**EXERCISE 1:** Transcribe the cooking text on bread sauce and tomato concassé in full, with no changes.

**DOCUMENT EXTRACT:**
## BEGIN

After the milk has infused, strain into a second pan and place back on a very low heat. Add the bread to the saucepan and cook for about fifteen minutes, stirring every now and then, by which time the sauce should have become thick and warm. Immediately before serving add the butter to the saucepan and stir until the butter has melted and combined with the sauce. Add the cream,nutmeg and correct the seasoning if required and serve in a warm sauce boat.

Tomato Concassé

Tomato concassé is the flesh from fresh tomatoes that have been peeled, de-seeded and chopped into a dice. It is a staple of many professional kitchens used in sauces, omelettes, with olive oil, garlic and basil as a topping for bruschetta and when added to Béarnaise sauce to make Choron sauce, served with fish and seafood. Tomato seeds and skin in large quantities can be tough, do not soften during cooking and leave a bitter flavour which is why we remove them. If you can get hold of a moderate amount of ice it is very useful when cooling off the blanched tomatoes. Use fully ripe but firm tomatoes for the best results. The process may seem to be quite an effort but the results are very pleasing and worthwhile.

To make tomato concassé

 Bring a large pot of water, deep enough to generously cover your tomatoes, to a rolling boil.Take each tomato and using the tip of a small sharp knife or paring knife ( see picture ) remove the pith or tough part of the tomato where the stem used to be cutting out a circular hole.

Turn the tomato over and on the other end mark a small cross in the skin with the knife.

When all your tomatoes are prepared, place a four or five at a time into the pan the boiling water. As soon as the water returns to a boil cook for one-minute longer and then remove them using a slotted spoon or spider.

Immediately plunge the blanched tomatoes into a large bowl of very cold water to arrest the cooking process. If you have ice, use iced water. The cooking process depends on the size of tomatoes you are using, small tomatoes may only require thirty seconds simmering. A good rule of thumb is if you see the tomato skin beginning to peel off then take out and cool.

## END

**EXERCISE 2:** In the records, restate word for word the lines from the one containing "Where can the red tiled roof be found here?" through the one containing "[[307, 211]]", inclusive, and give nothing else.

**EXERCISE INPUTS:**
## BEGIN

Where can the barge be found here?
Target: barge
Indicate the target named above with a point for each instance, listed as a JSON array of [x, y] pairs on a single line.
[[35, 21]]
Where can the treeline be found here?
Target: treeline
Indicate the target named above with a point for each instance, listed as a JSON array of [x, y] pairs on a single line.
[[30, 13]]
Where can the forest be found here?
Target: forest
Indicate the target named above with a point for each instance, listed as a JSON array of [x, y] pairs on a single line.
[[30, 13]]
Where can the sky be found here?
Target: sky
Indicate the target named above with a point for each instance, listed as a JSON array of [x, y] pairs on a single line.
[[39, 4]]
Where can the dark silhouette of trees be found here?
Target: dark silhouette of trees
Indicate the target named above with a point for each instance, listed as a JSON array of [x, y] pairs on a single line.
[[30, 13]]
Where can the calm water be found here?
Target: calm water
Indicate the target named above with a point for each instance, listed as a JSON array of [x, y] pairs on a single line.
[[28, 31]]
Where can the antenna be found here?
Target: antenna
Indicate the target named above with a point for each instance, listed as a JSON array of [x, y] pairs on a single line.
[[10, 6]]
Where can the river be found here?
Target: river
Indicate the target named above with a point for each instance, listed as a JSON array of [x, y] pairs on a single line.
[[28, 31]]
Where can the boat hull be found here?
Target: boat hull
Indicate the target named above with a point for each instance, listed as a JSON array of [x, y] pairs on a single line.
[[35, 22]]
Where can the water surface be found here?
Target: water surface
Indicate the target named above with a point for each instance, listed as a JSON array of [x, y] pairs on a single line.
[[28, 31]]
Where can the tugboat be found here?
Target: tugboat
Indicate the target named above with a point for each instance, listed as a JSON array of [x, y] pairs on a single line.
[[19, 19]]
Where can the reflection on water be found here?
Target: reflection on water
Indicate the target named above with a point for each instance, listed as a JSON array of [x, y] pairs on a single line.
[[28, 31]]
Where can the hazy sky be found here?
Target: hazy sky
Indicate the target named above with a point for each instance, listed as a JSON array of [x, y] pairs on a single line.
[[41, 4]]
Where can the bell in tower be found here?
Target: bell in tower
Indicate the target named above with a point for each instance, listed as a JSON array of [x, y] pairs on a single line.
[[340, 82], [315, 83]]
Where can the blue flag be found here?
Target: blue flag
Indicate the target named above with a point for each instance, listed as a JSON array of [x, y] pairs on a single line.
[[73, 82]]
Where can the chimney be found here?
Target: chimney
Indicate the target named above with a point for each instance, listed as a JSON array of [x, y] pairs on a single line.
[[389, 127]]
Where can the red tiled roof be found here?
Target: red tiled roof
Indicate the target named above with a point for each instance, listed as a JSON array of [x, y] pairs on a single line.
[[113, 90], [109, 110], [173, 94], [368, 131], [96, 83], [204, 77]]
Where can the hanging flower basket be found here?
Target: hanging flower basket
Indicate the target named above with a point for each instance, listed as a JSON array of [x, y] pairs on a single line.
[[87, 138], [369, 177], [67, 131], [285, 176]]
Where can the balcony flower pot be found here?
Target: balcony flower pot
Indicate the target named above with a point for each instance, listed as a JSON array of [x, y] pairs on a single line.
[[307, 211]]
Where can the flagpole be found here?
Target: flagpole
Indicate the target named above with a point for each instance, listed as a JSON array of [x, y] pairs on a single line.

## END

**ANSWER 1:**
After the milk has infused, strain into a second pan and place back on a very low heat. Add the bread to the saucepan and cook for about fifteen minutes, stirring every now and then, by which time the sauce should have become thick and warm. Immediately before serving add the butter to the saucepan and stir until the butter has melted and combined with the sauce. Add the cream,nutmeg and correct the seasoning if required and serve in a warm sauce boat.

Tomato Concassé

Tomato concassé is the flesh from fresh tomatoes that have been peeled, de-seeded and chopped into a dice. It is a staple of many professional kitchens used in sauces, omelettes, with olive oil, garlic and basil as a topping for bruschetta and when added to Béarnaise sauce to make Choron sauce, served with fish and seafood. Tomato seeds and skin in large quantities can be tough, do not soften during cooking and leave a bitter flavour which is why we remove them. If you can get hold of a moderate amount of ice it is very useful when cooling off the blanched tomatoes. Use fully ripe but firm tomatoes for the best results. The process may seem to be quite an effort but the results are very pleasing and worthwhile.

To make tomato concassé

 Bring a large pot of water, deep enough to generously cover your tomatoes, to a rolling boil.Take each tomato and using the tip of a small sharp knife or paring knife ( see picture ) remove the pith or tough part of the tomato where the stem used to be cutting out a circular hole.

Turn the tomato over and on the other end mark a small cross in the skin with the knife.

When all your tomatoes are prepared, place a four or five at a time into the pan the boiling water. As soon as the water returns to a boil cook for one-minute longer and then remove them using a slotted spoon or spider.

Immediately plunge the blanched tomatoes into a large bowl of very cold water to arrest the cooking process. If you have ice, use iced water. The cooking process depends on the size of tomatoes you are using, small tomatoes may only require thirty seconds simmering. A good rule of thumb is if you see the tomato skin beginning to peel off then take out and cool.

**ANSWER 2:**
Where can the red tiled roof be found here?
Target: red tiled roof
Indicate the target named above with a point for each instance, listed as a JSON array of [x, y] pairs on a single line.
[[113, 90], [109, 110], [173, 94], [368, 131], [96, 83], [204, 77]]
Where can the hanging flower basket be found here?
Target: hanging flower basket
Indicate the target named above with a point for each instance, listed as a JSON array of [x, y] pairs on a single line.
[[87, 138], [369, 177], [67, 131], [285, 176]]
Where can the balcony flower pot be found here?
Target: balcony flower pot
Indicate the target named above with a point for each instance, listed as a JSON array of [x, y] pairs on a single line.
[[307, 211]]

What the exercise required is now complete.